-------- Kutipan Terpilih

Jelang bergulirnya musim baru, sejumlah klub Eropa melakukan berbagai persiapan. Ada yang masih sibuk berbelanja pemain, seperti PSG dan Manchester City, ada juga yang sibuk melakoni laga uji coba, seperti Liverpool yang bertanding di Italia dan Austria, sebelum akhirnya kembali bermain di Stadion Anfield.
Tentunya, periode pra-musim kali ini sedikit berbeda, karena meski sudah mulai ada normalisasi jadwal, belum ada klub yang berani melakukan tur ke benua Asia. Padahal, benua Asia selalu jadi tujuan tur rutin.
Maklum, tingginya animo penonton dan potensi pasar yang besar sangat menarik, baik secara popularitas maupun finansial.
Tapi, masih tingginya angka kasus baru penderita COVID-19 di Benua Kuning membuat situasi jadi berbeda. Ditambah lagi, di musim panas tahun ini ada beberapa turnamen antarnegara, seperti Euro, Copa America, Olimpiade, dan Piala Emas.
Alhasil, kebanyakan klub Eropa, terutama klub besar, cenderung memilih untuk melakukan tur pra-musim di benua Eropa, atau paling jauh ke Amerika Serikat.
Dengan catatan, negara tujuan tur sudah mencapai kekebalan kolektif, atau dalam tim tersebut tak muncul kasus positif COVID-19 dalam jumlah besar. Untuk kasus ini, sudah ada Inter Milan yang sempat membatalkan tur ke Amerika Serikat, karena beberapa pemainnya terjangkit virus Corona.
Masalah ini tentu saja membuat klub sedikit kerepotan untuk mempersiapkan tim. Ada berbagai persiapan, tapi pemasukan bisa jadi lebih sedikit, karena animo penonton tak setinggi di Asia, terlepas dari adanya aturan pembatasan kapasitas maksimal di stadion.
Tapi, ada satu fenomena menarik dari fase pra-musim kali ini. Dimana, sebagian stadion mulai bisa terisi penonton dengan jumlah besar.
Sebagai contoh, saat Liverpool beruji coba dengan Athletic Bilbao di Anfield, stadion ini sudah diisi sekitar 40 ribu penonton, dari kapasitas maksimal 54 ribu kursi.
Di sini, kekebalan kolektif berkat vaksinasi massal dosis lengkap tampak sudah terbentuk. Pertambahan kasus memang masih ada, tapi tingkat kematiannya tidak setinggi dulu.

----------------

[Persyaratan Tugas A] Salin kembali bagian teks tentang pra-musim klub Eropa dari "Sebagai contoh, saat" sampai "54 ribu kursi.", lalu ganti "Athletic Bilbao" dengan "Real Sociedad".
[Persyaratan Tugas B] Sambung teks tentang pra-musim klub Eropa mulai setelah kalimat terakhir yang ditampilkan.

-------- Bahan Kajian

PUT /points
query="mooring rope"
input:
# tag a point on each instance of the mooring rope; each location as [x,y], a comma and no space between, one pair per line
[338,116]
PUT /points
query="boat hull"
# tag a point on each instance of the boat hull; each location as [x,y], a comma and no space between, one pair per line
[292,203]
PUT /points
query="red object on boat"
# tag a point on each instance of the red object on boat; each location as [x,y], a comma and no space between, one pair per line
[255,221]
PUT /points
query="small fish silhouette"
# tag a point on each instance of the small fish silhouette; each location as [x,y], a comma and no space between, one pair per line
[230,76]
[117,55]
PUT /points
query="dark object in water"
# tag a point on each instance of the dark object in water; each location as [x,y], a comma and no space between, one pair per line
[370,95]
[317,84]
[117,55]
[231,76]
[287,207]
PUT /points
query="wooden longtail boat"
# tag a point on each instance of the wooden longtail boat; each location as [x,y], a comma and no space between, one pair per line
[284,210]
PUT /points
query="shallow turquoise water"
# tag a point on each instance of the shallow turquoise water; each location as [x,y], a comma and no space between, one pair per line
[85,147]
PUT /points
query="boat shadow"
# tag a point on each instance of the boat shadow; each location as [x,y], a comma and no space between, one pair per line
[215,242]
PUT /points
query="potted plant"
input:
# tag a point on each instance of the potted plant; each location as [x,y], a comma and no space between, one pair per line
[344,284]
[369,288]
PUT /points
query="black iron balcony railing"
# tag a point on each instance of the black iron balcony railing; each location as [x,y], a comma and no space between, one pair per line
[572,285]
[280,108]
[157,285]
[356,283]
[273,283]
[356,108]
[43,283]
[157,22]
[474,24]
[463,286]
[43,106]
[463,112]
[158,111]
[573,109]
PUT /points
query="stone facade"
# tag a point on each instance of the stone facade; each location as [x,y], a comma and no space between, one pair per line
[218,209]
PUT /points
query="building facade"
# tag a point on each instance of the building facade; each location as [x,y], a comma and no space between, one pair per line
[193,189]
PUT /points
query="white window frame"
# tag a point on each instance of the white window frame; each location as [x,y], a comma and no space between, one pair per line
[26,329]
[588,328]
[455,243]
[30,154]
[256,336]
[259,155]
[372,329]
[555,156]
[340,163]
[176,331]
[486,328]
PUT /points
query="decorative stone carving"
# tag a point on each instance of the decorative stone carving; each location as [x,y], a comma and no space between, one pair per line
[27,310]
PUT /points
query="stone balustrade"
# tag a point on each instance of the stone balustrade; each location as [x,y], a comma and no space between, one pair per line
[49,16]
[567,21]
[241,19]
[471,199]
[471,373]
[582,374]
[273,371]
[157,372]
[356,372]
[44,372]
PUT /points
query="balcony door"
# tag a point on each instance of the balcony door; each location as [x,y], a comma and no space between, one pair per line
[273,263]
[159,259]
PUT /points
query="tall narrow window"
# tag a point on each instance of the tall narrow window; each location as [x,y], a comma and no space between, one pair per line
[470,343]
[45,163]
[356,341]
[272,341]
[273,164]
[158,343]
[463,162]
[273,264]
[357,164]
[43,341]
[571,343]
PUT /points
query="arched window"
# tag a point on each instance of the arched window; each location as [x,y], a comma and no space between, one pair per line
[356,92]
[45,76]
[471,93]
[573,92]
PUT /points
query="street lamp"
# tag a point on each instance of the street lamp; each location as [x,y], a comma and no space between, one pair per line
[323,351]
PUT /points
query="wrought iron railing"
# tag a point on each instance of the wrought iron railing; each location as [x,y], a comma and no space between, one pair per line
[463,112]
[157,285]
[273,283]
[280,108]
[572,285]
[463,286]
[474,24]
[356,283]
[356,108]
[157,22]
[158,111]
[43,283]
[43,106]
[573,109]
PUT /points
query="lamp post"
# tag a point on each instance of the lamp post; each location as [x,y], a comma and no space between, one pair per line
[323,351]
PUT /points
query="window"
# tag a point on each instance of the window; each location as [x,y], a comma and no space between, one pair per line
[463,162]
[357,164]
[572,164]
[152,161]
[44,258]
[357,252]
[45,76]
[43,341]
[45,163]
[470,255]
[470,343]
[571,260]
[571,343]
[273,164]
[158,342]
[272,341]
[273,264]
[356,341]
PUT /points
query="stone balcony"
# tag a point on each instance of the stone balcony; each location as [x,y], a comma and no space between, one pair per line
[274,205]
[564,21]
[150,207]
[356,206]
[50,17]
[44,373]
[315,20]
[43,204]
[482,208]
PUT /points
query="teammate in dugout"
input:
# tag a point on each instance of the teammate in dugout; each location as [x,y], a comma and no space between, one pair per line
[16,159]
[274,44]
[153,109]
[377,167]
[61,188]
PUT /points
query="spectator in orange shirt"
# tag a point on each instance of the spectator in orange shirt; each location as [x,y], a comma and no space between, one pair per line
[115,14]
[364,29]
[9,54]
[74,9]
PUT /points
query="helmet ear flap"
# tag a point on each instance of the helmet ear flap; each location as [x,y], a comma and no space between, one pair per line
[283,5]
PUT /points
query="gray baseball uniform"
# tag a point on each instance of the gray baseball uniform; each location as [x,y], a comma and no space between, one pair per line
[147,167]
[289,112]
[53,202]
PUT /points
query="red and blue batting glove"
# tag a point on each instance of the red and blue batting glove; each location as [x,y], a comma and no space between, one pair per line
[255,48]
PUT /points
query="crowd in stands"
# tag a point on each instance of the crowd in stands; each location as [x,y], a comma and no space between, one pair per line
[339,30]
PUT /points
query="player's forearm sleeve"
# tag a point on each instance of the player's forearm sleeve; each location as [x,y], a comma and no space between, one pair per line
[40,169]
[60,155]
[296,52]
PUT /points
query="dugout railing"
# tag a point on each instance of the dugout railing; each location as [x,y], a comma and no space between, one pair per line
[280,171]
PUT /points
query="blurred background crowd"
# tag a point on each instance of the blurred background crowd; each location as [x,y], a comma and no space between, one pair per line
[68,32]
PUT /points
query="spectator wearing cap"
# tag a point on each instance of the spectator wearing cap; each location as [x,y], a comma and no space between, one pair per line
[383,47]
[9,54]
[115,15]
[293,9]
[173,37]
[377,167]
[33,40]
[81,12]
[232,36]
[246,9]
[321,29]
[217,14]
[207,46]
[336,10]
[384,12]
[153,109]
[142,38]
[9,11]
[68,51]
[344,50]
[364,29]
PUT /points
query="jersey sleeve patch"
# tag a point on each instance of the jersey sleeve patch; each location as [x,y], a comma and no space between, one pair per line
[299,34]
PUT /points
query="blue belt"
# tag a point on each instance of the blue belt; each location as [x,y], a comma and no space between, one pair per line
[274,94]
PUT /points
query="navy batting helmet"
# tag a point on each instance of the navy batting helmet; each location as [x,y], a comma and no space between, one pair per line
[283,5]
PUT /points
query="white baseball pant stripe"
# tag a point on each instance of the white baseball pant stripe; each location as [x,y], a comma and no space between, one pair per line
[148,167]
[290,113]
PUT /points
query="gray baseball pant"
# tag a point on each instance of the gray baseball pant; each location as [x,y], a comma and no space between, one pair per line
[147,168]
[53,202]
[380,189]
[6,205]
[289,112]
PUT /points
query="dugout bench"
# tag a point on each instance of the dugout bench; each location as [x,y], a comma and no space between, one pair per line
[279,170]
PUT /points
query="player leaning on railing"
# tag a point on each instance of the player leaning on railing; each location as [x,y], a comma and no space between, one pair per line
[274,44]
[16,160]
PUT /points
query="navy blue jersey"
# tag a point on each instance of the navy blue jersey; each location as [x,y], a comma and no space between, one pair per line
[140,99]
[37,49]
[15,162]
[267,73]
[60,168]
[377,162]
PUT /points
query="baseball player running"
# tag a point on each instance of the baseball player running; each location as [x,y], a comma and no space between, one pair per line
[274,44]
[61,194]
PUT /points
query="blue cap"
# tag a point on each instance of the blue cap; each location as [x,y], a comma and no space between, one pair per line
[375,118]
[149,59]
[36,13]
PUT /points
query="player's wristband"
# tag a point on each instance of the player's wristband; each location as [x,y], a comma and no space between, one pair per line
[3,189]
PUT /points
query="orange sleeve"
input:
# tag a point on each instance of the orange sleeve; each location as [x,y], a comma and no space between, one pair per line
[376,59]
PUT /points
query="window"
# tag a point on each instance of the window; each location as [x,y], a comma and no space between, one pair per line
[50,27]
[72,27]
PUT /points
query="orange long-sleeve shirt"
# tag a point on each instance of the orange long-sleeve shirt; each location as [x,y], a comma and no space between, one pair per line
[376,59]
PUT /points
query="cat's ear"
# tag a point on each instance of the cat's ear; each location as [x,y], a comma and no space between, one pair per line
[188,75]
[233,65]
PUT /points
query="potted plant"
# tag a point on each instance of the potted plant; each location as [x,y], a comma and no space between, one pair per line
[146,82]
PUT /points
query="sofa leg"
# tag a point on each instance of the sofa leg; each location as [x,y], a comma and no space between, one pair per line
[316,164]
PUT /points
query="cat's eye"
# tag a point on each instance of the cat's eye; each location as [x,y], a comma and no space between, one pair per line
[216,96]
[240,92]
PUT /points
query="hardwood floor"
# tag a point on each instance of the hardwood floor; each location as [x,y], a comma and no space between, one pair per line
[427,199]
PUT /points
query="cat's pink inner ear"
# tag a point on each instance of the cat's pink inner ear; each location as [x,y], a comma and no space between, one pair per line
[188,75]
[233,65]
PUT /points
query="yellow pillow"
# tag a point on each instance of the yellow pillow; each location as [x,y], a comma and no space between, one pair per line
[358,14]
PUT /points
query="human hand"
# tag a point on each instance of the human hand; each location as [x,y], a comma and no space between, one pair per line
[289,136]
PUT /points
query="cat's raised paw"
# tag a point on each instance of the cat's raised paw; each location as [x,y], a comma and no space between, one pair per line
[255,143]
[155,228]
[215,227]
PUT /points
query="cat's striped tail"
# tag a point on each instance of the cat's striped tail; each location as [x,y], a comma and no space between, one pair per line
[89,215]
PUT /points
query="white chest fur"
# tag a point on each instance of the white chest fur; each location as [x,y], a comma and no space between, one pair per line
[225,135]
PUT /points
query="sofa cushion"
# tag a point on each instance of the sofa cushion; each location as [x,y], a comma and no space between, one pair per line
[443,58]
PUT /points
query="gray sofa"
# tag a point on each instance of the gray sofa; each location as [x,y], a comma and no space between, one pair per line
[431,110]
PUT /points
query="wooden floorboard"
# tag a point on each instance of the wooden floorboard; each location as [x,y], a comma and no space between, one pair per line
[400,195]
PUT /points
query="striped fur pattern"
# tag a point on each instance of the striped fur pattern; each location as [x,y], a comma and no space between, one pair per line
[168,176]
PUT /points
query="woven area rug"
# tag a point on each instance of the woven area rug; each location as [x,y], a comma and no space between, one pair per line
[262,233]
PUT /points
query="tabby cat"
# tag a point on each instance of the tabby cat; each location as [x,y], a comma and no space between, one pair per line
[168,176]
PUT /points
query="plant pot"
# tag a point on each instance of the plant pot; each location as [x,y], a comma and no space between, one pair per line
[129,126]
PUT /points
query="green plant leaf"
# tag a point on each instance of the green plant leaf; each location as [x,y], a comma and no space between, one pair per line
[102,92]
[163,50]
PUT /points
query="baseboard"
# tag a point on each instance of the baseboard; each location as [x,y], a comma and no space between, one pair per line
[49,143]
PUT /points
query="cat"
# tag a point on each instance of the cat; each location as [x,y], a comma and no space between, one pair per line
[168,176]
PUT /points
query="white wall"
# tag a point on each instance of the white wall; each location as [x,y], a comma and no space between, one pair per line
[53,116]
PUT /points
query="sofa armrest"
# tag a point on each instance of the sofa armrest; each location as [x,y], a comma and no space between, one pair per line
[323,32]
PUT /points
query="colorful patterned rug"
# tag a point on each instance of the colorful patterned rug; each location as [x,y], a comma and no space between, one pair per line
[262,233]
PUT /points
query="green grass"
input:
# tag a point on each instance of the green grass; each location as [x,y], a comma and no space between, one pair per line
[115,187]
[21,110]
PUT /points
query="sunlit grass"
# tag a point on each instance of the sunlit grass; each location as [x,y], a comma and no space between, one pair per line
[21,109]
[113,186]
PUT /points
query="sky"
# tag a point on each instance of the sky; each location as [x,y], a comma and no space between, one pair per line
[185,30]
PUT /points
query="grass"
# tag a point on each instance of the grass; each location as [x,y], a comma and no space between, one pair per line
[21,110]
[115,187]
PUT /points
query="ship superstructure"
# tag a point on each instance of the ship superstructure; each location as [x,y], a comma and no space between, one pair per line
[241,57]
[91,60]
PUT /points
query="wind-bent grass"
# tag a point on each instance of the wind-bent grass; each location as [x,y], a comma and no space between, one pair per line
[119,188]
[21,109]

----------------

[Kotak Jawaban A]
Sebagai contoh, saat Liverpool beruji coba dengan Real Sociedad di Anfield, stadion ini sudah diisi sekitar 40 ribu penonton, dari kapasitas maksimal 54 ribu kursi.

[Kotak Jawaban B]
Tak heran, otoritas terkait tak keberatan memberi izin penonton masuk ke stadion, meski belum dalam kapasitas maksimal. Dengan catatan, para penonton ini sudah divaksin dosis lengkap, mentaati protokol kesehatan yang berlaku, dan punya sertifikat vaksin.
Meski tak optimal dari segi profit, kehadiran kembali penonton di stadion justru menguntungkan tim secara psikologis.
Di masa pra-musim ini, para pemain diajak kembali beradaptasi dengan atmosfer stadion yang hampir penuh, setelah sebelumnya sempat akrab dengan stadion kosong tanpa penonton.
Situasi ini menandai kembalinya sesuatu yang sempat hilang karena merebaknya pandemi.
Bagi tim tuan rumah, kembalinya suporter akan menjadi satu penyemangat. Sebaliknya, ini akan jadi tantangan buat tim tamu, setelah sebelumnya kerap membuat kejutan.
Meski belum sepenuhnya normal, mulai kembalinya penonton di stadion klub-klub Eropa menunjukkan, fase transisi menuju keadaan normal sudah dimulai. Jika lancar, tak perlu menunggu lama untuk menunggu stadion kembali penuh, dan semua kembali seperti semula.
Tentunya, kemajuan ini jadi harapan semua pihak di seluruh dunia, tapi ini hanya dapat dicapai, jika semua bisa tertib dan sudah divaksin dosis lengkap. Maka, sudah seharusnya tak ada lagi perdebatan tak perlu, karena ini menyangkut keselamatan bersama.
Pandemi dan segala imbasnya memang menjengkelkan, tapi bukan berarti kita boleh terlalu berlama-lama terjebak di dalamnya.